Dataset ▸
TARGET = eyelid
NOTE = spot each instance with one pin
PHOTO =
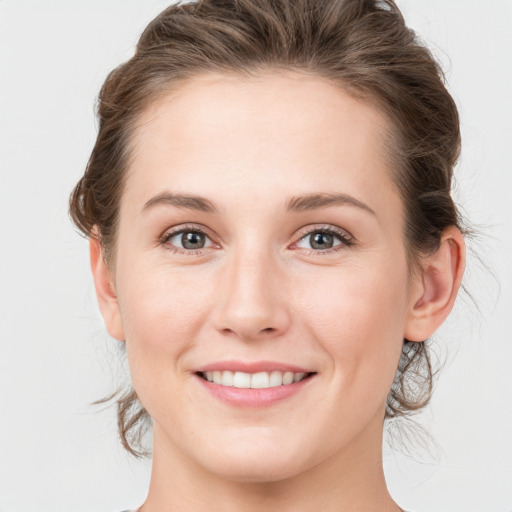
(195, 228)
(344, 236)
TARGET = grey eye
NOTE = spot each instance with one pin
(188, 240)
(320, 240)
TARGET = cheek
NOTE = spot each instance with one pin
(358, 316)
(162, 311)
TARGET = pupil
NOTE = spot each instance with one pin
(192, 240)
(321, 241)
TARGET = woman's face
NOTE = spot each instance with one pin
(259, 224)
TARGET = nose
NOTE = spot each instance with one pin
(253, 300)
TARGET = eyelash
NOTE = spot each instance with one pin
(345, 239)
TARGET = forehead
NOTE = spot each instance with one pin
(294, 131)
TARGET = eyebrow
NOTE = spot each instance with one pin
(300, 203)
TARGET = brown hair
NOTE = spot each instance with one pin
(361, 45)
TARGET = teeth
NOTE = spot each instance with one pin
(259, 380)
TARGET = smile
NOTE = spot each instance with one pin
(260, 380)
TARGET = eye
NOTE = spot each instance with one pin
(325, 239)
(187, 240)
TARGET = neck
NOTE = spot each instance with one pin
(351, 479)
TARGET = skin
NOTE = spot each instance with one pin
(260, 290)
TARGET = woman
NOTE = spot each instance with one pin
(272, 236)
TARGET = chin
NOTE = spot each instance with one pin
(256, 466)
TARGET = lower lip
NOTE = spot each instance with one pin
(254, 398)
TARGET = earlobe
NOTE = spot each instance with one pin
(437, 290)
(105, 291)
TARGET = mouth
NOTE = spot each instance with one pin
(259, 380)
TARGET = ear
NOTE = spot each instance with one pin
(105, 291)
(436, 289)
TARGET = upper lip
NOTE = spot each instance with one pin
(252, 367)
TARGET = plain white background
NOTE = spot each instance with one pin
(59, 454)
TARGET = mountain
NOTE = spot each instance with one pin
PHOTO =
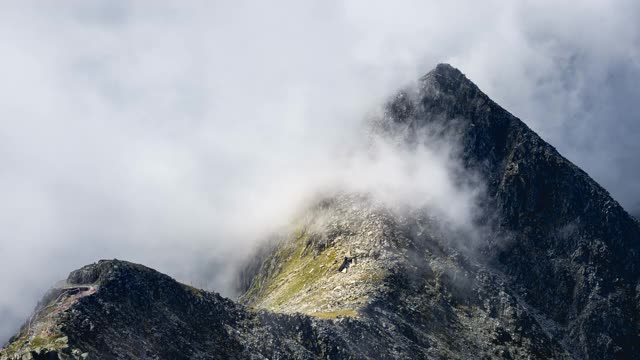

What to work on ▸ Every entry above needs to be copied exactly, and no pictures go with it.

Written solution ▸
TARGET = eyelid
NOTE = spot each instance with one pin
PHOTO =
(195, 228)
(344, 236)
TARGET = grey eye
NOTE = spot each instance with one pin
(188, 240)
(320, 240)
TARGET = cheek
NOTE = spot each instance with one pin
(358, 316)
(162, 311)
TARGET = pupil
NOTE = spot each instance with one pin
(192, 240)
(321, 241)
TARGET = woman's face
NOTE = spot each instance with one pin
(259, 224)
TARGET = nose
NOTE = spot each instance with one pin
(253, 300)
TARGET = eyelash
NOTE = spot each instance with one pin
(345, 239)
TARGET = forehead
NOTE = spot each instance with one pin
(294, 131)
TARGET = eyebrow
NOTE = spot each instance with one pin
(300, 203)
TARGET = brown hair
NOTE = spot each instance with one pin
(361, 45)
TARGET = teeth
NOTE = spot each instance with one pin
(259, 380)
TARGET = smile
NOTE = spot each instance with one pin
(260, 380)
TARGET = eye
NOTE = spot each instance with one pin
(325, 239)
(187, 240)
TARGET = neck
NOTE = spot each instance with one pin
(351, 479)
TARGET = skin
NOTE = spot each instance with one pin
(260, 290)
TARGET = woman
NOTE = spot each instance with one pin
(272, 236)
TARGET = chin
NOTE = spot each instance with one pin
(256, 466)
TARGET = lower lip
NOTE = spot each instance with one pin
(254, 398)
TARGET = earlobe
NOTE = spot each instance with one pin
(437, 290)
(105, 291)
TARGET = mouth
NOTE = spot each instance with one pin
(259, 380)
TARGET = ear
NOTE = spot each instance with one pin
(105, 291)
(436, 289)
TARGET = upper lip
NOTE = spot each instance with one pin
(252, 367)
TARGET = plain white background
NOTE = spot each instance with one pin
(59, 454)
TARGET = mountain
NOTE = spot each instance with one pin
PHOTO =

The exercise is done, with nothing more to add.